**TESTO DI LETTURA:**
::::::

È lei!

È lei!

giovedì 12 aprile 2012

Del matrimonio

Dopo aver affrontato un bicchiere di Genziana e due bichieri discreti di Unicum, pensi di essere pronta ad affrontare qualunque cosa.
In realtà quel che succede è che ti si abassano le difese, specialmente sulla via del ritorno, verso casa, e non riesci più ad eludere un certo tipo di domanda scomoda.

Se c'è una cosa che non mi sono mai chiesta è "perché ti sei sposata".
E che ne so. Se l'avessi saputo, l'avrei pubblicato su Facebook.

Dato che Blogger è un posto serio, credo che dovrei approfondire con dovizia di particolari genesi-sviluppo-implicazioni del fenomeno "matrimonio", ma non sono in grado.

Sono viziata e per niente abituata a dare spiegazioni. Che non è necessariamente sintomo di intelligenza.
Non ne sono sicura, ma credo che sia scattato da qualche parte, fra le mie sinapsi, il meccanismo della bisbetica domata.
Detto questo, credo che come spiegazione sia sufficiente.

Dato che ho la Luna nel segno e forse vi ispiro degli interrogativi, alle dieci persone che mi chiedono insistentemente se sono felice di essermi sposata rispondo con un laconico mugugno, ultimo baluardo della mia genovesità.

Il fatto è, miei cari inqisitori, che potevate pensarci prima.
Oppure, potete concentrarvi sulla vostra infelicità, e lasciar stare la mia vita serena.
Infine, potete andare a mignotte, e risolvere i vostri problemi con il sesso.
Se preferite, potete guardare vecchie foto ascoltando l'ultimo di Tiziano Ferro.

L'appartenenza alla categoria degli "sposati", sa di vecchio.
Di provincia. Di cena in una cucina buia. Di pantofole e vestaglie anni '50.
Mi avete rotto le palle.
Il fatto che uno sia sposato, non vuol dire che sia in prognosi riservata e che possiate cominciare a spartirvi aneddoti sugosi e ricordanze.

::::::

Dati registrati
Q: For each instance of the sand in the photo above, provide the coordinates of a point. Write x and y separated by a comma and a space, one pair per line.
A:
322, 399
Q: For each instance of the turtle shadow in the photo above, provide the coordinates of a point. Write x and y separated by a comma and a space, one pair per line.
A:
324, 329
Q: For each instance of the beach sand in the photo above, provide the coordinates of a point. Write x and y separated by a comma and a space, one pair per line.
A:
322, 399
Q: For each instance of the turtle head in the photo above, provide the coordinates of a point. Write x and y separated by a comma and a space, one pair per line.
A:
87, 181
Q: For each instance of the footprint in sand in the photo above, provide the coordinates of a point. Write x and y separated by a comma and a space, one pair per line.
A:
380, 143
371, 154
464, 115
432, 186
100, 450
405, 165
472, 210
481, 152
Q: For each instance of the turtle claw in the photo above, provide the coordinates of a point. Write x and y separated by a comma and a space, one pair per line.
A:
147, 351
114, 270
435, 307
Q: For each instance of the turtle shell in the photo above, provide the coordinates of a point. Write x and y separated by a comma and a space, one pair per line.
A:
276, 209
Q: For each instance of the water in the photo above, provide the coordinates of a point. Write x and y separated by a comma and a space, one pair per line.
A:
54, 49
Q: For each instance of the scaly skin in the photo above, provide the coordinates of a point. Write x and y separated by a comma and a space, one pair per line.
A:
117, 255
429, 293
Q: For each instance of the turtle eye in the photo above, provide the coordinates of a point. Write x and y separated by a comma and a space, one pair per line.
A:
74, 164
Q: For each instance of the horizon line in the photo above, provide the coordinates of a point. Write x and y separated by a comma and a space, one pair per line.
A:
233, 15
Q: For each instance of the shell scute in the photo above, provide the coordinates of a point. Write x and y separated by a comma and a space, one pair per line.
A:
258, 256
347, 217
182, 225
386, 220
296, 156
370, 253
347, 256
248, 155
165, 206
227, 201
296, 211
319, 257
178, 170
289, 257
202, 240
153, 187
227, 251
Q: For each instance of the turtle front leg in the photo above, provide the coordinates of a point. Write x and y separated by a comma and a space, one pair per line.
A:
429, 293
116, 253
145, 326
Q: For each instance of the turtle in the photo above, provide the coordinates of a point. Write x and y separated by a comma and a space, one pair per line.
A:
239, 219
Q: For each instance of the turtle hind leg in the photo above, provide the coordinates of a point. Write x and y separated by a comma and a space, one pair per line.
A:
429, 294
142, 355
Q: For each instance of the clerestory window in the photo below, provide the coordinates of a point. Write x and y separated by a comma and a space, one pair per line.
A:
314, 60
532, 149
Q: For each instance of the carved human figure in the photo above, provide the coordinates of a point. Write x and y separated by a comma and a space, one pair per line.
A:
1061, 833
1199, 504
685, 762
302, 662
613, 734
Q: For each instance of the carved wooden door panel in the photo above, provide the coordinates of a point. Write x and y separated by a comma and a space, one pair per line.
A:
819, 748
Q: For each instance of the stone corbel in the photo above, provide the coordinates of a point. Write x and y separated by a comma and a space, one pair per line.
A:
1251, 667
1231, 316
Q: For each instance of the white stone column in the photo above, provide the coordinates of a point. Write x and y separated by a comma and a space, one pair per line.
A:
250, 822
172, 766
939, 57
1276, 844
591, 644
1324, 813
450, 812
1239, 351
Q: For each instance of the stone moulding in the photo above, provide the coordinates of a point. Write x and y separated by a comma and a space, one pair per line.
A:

::::::

**COMPITI:**
**a)** Rispondi a queste domande sul testo sul matrimonio.
(i) Quali due liquori sono nominati all'inizio?
(ii) Con che cosa risponde chi scrive alle persone che chiedono se è felice di essersi sposata?
(iii) Di quale cantante si propone di ascoltare l'ultimo lavoro mentre si guardano vecchie foto?
**b)** Sostituisci "Facebook" con "Instagram" e riscrivi il tratto del testo sul matrimonio da "In realtà quel" fino a "sintomo di intelligenza.".
Il materiale proviene da un'altra fonte.

**SOLUZIONI DEI COMPITI:**
**a)**
(i) Genziana e Unicum.
(ii) Con un laconico mugugno.
(iii) Tiziano Ferro.

**b)**
In realtà quel che succede è che ti si abassano le difese, specialmente sulla via del ritorno, verso casa, e non riesci più ad eludere un certo tipo di domanda scomoda.

Se c'è una cosa che non mi sono mai chiesta è "perché ti sei sposata".
E che ne so. Se l'avessi saputo, l'avrei pubblicato su Instagram.

Dato che Blogger è un posto serio, credo che dovrei approfondire con dovizia di particolari genesi-sviluppo-implicazioni del fenomeno "matrimonio", ma non sono in grado.

Sono viziata e per niente abituata a dare spiegazioni. Che non è necessariamente sintomo di intelligenza.